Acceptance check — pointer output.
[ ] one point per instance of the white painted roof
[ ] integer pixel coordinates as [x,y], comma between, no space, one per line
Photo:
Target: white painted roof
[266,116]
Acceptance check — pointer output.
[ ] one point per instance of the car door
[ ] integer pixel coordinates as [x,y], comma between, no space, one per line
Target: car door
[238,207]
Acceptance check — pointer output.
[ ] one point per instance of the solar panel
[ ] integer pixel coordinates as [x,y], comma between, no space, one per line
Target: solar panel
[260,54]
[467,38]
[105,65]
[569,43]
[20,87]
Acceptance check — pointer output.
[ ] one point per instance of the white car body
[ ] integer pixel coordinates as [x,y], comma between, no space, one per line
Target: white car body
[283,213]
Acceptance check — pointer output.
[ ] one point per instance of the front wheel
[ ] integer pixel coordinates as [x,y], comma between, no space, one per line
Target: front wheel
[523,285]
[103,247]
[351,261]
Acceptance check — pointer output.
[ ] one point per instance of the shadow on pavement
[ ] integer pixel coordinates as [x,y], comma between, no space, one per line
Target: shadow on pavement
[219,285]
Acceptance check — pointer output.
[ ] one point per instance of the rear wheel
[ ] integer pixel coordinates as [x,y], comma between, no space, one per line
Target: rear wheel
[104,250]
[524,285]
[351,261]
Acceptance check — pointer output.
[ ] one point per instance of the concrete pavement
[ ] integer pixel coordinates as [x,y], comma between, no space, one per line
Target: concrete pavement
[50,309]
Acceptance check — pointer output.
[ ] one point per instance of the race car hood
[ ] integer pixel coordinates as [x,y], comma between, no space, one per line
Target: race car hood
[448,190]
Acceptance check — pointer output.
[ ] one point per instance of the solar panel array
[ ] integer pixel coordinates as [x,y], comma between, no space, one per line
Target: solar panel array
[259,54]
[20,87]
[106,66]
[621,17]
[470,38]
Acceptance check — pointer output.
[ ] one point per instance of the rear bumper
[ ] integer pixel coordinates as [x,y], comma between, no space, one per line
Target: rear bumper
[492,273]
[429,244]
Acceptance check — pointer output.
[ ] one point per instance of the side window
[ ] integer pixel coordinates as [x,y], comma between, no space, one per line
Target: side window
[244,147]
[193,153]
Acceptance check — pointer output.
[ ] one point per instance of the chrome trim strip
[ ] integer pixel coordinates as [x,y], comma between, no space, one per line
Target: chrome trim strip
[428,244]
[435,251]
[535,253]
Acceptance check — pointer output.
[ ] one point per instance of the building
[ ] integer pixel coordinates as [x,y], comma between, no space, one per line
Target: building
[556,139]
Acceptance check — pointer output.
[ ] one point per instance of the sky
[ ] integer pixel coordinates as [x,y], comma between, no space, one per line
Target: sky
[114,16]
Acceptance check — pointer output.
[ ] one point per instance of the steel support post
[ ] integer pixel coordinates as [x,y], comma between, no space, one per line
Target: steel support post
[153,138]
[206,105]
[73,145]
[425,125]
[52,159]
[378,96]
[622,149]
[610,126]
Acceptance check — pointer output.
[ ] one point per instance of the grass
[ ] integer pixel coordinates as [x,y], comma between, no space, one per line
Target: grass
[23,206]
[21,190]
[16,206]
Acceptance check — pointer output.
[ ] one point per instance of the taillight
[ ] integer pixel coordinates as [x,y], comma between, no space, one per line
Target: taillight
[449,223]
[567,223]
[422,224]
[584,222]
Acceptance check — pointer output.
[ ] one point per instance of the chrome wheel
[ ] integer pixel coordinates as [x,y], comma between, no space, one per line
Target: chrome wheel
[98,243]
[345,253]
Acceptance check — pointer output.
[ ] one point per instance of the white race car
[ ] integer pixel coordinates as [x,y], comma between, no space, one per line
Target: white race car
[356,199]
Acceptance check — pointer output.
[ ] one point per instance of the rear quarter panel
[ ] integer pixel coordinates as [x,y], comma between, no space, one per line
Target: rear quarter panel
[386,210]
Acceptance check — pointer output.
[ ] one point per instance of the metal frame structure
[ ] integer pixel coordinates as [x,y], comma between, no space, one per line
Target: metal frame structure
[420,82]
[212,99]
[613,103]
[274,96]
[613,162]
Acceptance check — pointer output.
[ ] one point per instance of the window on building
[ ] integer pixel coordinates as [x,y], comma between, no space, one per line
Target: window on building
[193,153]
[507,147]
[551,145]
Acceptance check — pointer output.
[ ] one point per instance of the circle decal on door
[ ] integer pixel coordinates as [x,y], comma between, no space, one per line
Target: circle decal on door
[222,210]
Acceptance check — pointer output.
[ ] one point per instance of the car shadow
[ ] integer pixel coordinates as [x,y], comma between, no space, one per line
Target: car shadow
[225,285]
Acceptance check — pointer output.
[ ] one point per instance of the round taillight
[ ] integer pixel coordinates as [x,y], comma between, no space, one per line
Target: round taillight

Set task:
Send back each record exactly as it stands.

Exercise answer:
Acceptance check — pointer output.
[ ] one point per instance of the white painted roof
[ ] integer pixel coordinates as [x,y], comma between, no space, one per line
Photo:
Target: white painted roof
[266,116]
Acceptance check — pointer output.
[ ] one point per instance of the car door
[ ] integer pixel coordinates as [x,y], comma between, no space, one per line
Target: car door
[238,207]
Acceptance check — pointer output.
[ ] one point per instance of the solar panel
[ ] integer pixel coordinates as [x,y], comma between, no space, one per line
Target: solar panel
[260,54]
[467,38]
[105,65]
[569,43]
[20,87]
Acceptance check — pointer output.
[ ] one point per instance of the white car body
[ ] integer pixel coordinates as [x,y], comma between, no space, one per line
Target: white car body
[283,213]
Acceptance check — pointer output.
[ ] one point per instance of the front wheel
[ ] integer pixel coordinates as [x,y], comma between, no space, one per line
Target: front wheel
[523,285]
[103,247]
[351,261]
Acceptance check — pointer output.
[ ] one point per instance of the shadow on pavement
[ ] integer pixel coordinates as [x,y], comma between, no space, one per line
Target: shadow on pavement
[219,285]
Acceptance check — pointer output.
[ ] one point per instance of the rear wheel
[ ] integer pixel coordinates as [x,y], comma between, no space, one per line
Target: rear wheel
[104,250]
[524,285]
[351,261]
Acceptance check — pointer output.
[ ] one point per instance of the concrete pavement
[ ] integer pixel coordinates as [x,y], comma between, no space, one per line
Target: concrete pavement
[50,309]
Acceptance check — pointer output.
[ ] one point per instance of the race car hood
[ ] integer pixel coordinates as [x,y], comma between, no space, one per line
Target: race car hood
[448,190]
Acceptance check — pointer output.
[ ] one point per instance of the solar panel array
[ ] integer pixel coordinates as [x,y], comma between, no space, one per line
Target: solar panel array
[259,54]
[20,87]
[106,66]
[621,17]
[470,38]
Acceptance check — pointer output.
[ ] one point per instance of the rear bumper
[ ] integer pixel coordinates as [x,y], comma between, no space, one per line
Target: rear bumper
[492,273]
[429,244]
Acceptance check — pointer output.
[ ] one point per instance of the side window
[ ] integer pixel coordinates as [x,y], comma between, no space, one per line
Target: side window
[244,147]
[193,153]
Acceptance check — pointer output.
[ ] one point per instance of the chrome trim strip
[ ] integer pixel coordinates as [x,y], comma between, no space, one per line
Target: chrome trim strip
[428,244]
[435,251]
[535,253]
Acceptance check — pointer output.
[ ] one point per instance of the building
[ ] integer pixel coordinates as [x,y], comma between, no space, one per line
Target: building
[556,139]
Acceptance check — pointer output.
[ ] one point per instance of the sky
[ ] integer pixel coordinates as [x,y], comma between, no space, one per line
Target: sky
[114,16]
Acceptance check — pointer output.
[ ] one point per instance of the steel support post
[ ] integer pixel coordinates as [x,y], comma between, no space, one per line
Target: steel support post
[153,138]
[206,105]
[73,145]
[425,125]
[52,159]
[378,96]
[622,149]
[610,126]
Acceptance check — pointer output.
[ ] one point per instance of the grass
[ ] integer pixel coordinates as [x,y], comma between, no space, one per line
Target: grass
[23,206]
[21,190]
[16,206]
Acceptance check — pointer output.
[ ] one point per instance of the taillight
[ ] integer pixel coordinates as [x,y], comma between, no space, one per line
Target: taillight
[449,223]
[567,223]
[422,224]
[584,222]
Acceptance check — pointer output.
[ ] one point per instance of the chrome wheel
[ ] integer pixel coordinates as [x,y], comma between, no space, one per line
Target: chrome wheel
[98,243]
[345,253]
Acceptance check — pointer output.
[ ] one point per instance of the white race car
[ ] integer pixel coordinates as [x,y], comma between, no space, one per line
Target: white race car
[356,199]
Acceptance check — pointer output.
[ ] one point per instance of the rear quarter panel
[ ] integer pixel coordinates as [x,y], comma between, no space, one per line
Target: rear quarter panel
[386,210]
Acceptance check — pointer output.
[ ] one point per instance of the metal frame structure
[ ] integer pixel coordinates as [x,y], comma between, no space, one per line
Target: metal frame structure
[420,82]
[212,99]
[613,103]
[274,96]
[613,162]
Acceptance check — pointer output.
[ ] one point per instance of the window on building
[ ] integer pixel coordinates as [x,y], comma between, no space, one per line
Target: window on building
[193,153]
[507,147]
[551,145]
Acceptance check — pointer output.
[ ] one point per instance of the circle decal on door
[ ] integer pixel coordinates as [x,y], comma between, no space, one per line
Target: circle decal on door
[222,210]
Acceptance check — pointer output.
[ ] one point per instance of the car shadow
[ ] integer pixel coordinates as [x,y], comma between, no space, one per line
Target: car shadow
[225,285]
Acceptance check — pointer output.
[ ] one point per instance of the round taillight
[ ] integer pixel coordinates as [x,y], comma between, no space, one per line
Target: round taillight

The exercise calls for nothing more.